Dataset entries
══════════
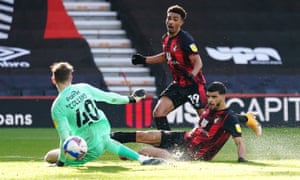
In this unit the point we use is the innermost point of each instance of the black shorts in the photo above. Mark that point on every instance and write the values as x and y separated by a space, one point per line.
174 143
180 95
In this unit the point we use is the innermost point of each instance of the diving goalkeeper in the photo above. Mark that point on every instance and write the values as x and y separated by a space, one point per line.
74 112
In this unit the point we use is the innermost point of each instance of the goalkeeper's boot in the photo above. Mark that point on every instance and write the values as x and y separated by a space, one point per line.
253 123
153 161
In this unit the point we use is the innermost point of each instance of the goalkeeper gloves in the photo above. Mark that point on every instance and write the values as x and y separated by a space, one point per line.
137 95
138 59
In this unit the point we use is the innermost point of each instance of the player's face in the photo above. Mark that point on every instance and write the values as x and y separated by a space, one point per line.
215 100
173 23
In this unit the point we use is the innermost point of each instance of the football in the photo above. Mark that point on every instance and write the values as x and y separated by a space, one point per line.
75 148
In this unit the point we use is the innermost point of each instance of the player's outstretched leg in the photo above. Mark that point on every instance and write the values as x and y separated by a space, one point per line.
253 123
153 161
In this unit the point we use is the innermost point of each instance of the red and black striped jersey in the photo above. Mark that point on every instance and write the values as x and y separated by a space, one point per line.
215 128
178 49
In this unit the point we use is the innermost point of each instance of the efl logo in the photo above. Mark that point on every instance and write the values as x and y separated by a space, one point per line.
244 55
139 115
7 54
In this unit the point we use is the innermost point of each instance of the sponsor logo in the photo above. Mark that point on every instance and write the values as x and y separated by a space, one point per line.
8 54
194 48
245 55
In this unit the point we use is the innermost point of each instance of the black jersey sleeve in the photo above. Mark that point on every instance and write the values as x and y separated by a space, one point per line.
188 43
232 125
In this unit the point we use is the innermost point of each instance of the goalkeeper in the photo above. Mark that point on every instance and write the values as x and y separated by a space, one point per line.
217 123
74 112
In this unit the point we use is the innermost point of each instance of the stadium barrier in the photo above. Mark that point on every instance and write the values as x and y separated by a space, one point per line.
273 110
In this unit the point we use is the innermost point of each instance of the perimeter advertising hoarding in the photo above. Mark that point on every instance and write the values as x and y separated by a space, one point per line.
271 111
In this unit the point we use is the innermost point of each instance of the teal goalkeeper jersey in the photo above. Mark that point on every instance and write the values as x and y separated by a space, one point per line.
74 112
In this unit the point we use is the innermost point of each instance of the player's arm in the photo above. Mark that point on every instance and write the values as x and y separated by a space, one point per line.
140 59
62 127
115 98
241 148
══════════
• _WHAT YOU ARE ASKED TO DO_: From the line containing "the goalkeeper in" through the last line of the records above, reproduce every line exactly.

• _WRITTEN SOLUTION_:
In this unit the point we use is the innermost point of each instance of the goalkeeper in the photo above. Mark that point on every instance and write the values as x and y separated by a space, one point per line.
217 123
74 112
In this unit the point we use is the innermost point of each instance of the stadium barrier in the photo above. Mark that point on every instance and write the values as x and y separated by a space, one point per line.
273 110
In this unit the point we use is the innermost point of each instance of the perimeter advertising hoarding in the photo above. Mark that point on every instance and write the values as x and y separated by a space, one point per line.
271 111
In this unit the point we use is the innermost point of each instance of the teal goalkeeper jersey in the photo above. Mark that point on every instance and write the values as x and y separated by a space, one point per line.
74 112
In this unit the point we use is the innermost point of each instance of the player's arm in the photo above. Mark that point on every instance and write the values as x and y separated by a space, one point per line.
140 59
62 127
115 98
241 148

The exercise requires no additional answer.